- _Passage to read_:
>> BEGIN

ALH: The structure of The Other Wife was another standout for me. The temporal shifting, moving between a mixture of flashbacks and present-day narratives as Zuzu reflects and draws conclusions, is dreamy, evocative, and emotionally haunting. What drew you to this narrative and temporal structure for the book? Did you consider other structural arrangements for this project?

JTK: At one point I wondered if the book should be cleanly divided into two sections—effectively, college and adulthood—but I didn’t want that structure to create an unintended (and inaccurate) sense of cause-and-effect. A central aspect of Zuzu’s character is that she’s always thinking about the past, and so the flashbacks must act as a kind of interruption. Her present-day tasks are slowed down by her obsession—and discomfort—with the passage of time.

ALH: Lastly, what are you most looking forward to at the One Story Ball?

>> END

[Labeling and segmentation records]
>> BEGIN

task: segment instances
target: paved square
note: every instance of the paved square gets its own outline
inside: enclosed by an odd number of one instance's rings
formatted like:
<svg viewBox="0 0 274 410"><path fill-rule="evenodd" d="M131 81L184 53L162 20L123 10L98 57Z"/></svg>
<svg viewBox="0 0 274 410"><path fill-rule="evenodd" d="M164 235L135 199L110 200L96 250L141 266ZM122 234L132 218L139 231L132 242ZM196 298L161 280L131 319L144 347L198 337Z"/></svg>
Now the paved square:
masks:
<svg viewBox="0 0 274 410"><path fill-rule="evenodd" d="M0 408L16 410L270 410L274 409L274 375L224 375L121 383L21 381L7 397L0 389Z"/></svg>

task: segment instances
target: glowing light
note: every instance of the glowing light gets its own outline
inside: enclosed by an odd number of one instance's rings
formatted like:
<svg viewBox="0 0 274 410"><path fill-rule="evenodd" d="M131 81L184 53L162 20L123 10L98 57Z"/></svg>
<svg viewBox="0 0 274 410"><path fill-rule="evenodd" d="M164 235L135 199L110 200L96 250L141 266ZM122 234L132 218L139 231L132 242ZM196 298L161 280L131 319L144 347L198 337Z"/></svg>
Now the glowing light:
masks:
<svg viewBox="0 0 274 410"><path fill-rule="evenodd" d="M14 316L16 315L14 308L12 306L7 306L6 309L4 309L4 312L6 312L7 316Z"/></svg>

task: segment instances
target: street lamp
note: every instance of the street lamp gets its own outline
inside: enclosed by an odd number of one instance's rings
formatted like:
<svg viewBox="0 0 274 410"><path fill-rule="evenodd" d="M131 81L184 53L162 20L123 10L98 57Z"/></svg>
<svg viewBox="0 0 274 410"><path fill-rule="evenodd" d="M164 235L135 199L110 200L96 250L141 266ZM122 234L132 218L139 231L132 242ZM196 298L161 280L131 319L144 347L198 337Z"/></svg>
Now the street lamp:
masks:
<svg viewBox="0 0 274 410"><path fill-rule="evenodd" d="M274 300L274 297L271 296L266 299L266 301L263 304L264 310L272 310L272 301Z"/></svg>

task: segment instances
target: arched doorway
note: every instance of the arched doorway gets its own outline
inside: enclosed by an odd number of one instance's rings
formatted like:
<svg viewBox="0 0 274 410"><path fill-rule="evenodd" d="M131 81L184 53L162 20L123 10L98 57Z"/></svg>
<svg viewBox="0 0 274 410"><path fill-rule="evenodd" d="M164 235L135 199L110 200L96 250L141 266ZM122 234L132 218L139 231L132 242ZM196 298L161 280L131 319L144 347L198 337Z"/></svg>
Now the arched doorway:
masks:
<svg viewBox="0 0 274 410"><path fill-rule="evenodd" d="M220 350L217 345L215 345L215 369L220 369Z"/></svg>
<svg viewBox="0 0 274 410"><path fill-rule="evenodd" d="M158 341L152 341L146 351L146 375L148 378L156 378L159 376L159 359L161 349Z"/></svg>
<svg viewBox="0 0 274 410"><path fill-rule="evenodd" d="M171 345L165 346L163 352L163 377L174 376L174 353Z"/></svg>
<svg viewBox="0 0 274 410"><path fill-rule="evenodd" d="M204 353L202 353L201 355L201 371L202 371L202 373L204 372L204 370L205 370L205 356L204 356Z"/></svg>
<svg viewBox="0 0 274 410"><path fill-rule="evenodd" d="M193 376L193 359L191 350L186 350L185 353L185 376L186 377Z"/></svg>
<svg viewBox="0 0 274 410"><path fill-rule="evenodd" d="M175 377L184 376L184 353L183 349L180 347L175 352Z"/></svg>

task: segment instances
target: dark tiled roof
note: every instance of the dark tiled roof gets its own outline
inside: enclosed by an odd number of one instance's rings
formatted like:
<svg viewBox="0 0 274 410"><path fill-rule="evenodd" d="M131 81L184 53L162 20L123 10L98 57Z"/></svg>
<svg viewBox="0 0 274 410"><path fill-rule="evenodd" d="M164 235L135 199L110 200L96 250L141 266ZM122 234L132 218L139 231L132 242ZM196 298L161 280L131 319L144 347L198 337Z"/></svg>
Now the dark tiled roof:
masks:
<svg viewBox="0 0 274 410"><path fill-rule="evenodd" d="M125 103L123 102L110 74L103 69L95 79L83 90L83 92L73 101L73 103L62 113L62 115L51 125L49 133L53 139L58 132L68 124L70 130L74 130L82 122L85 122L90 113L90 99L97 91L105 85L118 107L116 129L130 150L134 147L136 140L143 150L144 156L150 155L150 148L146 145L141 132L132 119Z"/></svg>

>> END
>> BEGIN

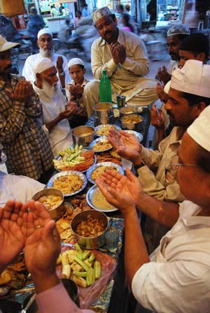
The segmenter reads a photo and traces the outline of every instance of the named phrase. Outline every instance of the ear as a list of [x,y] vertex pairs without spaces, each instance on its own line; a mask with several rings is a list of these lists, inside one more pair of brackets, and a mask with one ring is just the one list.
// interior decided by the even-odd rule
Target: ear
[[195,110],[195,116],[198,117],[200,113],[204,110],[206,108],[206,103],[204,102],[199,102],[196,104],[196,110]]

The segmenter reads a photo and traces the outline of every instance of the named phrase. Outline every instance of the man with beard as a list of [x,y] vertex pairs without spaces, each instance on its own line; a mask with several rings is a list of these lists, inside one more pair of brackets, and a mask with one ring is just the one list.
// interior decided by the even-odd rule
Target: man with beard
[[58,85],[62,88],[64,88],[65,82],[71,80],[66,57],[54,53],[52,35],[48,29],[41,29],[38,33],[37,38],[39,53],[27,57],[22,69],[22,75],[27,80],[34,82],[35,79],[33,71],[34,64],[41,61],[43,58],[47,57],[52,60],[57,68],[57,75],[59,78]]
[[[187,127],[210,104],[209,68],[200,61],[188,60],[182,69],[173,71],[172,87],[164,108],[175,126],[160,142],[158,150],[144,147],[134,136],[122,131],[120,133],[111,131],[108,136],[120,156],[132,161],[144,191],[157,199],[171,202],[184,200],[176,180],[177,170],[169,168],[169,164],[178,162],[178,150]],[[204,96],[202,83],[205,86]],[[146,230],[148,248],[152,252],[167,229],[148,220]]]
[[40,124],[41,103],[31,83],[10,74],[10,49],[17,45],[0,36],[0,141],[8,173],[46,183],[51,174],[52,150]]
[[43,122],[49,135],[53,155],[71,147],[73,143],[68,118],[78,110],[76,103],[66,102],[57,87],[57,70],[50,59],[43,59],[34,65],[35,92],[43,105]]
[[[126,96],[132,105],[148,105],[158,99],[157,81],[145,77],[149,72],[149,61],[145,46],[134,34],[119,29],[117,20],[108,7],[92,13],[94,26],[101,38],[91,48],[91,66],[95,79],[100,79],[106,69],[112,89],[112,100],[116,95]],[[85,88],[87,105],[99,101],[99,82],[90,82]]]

>> END

- _Things to do_:
**a)** In the interview about The Other Wife, which two sections did JTK consider dividing the book into?
**b)** Reproduce the interview about The Other Wife, starting with "JTK: At one" and going on through "passage of time.".
**c)** Carry on the interview about The Other Wife from the point where it stops.

- _Answers to the exercises_:
**a)** College and adulthood.

**b)**
JTK: At one point I wondered if the book should be cleanly divided into two sections—effectively, college and adulthood—but I didn’t want that structure to create an unintended (and inaccurate) sense of cause-and-effect. A central aspect of Zuzu’s character is that she’s always thinking about the past, and so the flashbacks must act as a kind of interruption. Her present-day tasks are slowed down by her obsession—and discomfort—with the passage of time.

**c)**
JTK: I’m looking forward to meeting the other debs—I really admire the work they’ve all published in One Story—and I am especially excited to meet editor Patrick Ryan. In the years preceding the publication of my story “Extinction,” I submitted stories that weren’t quite ready, and Patrick responded with such respect for the work. I knew that it would be an enormous privilege to work with him if I ever had the chance.

Alina currently attends NYU’s MFA in Fiction, where she is a full-ride fellowship recipient of the Jill Davis and Departmental Fellowships. She has received support from Bread Loaf, Tin House, Mendocino Coast Writers and the Juniper Summer Institute, amongst others, and was a 2024 Finalist in the Kenyon Review’s Short Fiction Contest. Alina was an Intern at One Story magazine and Adjunct Professor at NYU. She is currently working on a novel and can be found at @alieenaaaa.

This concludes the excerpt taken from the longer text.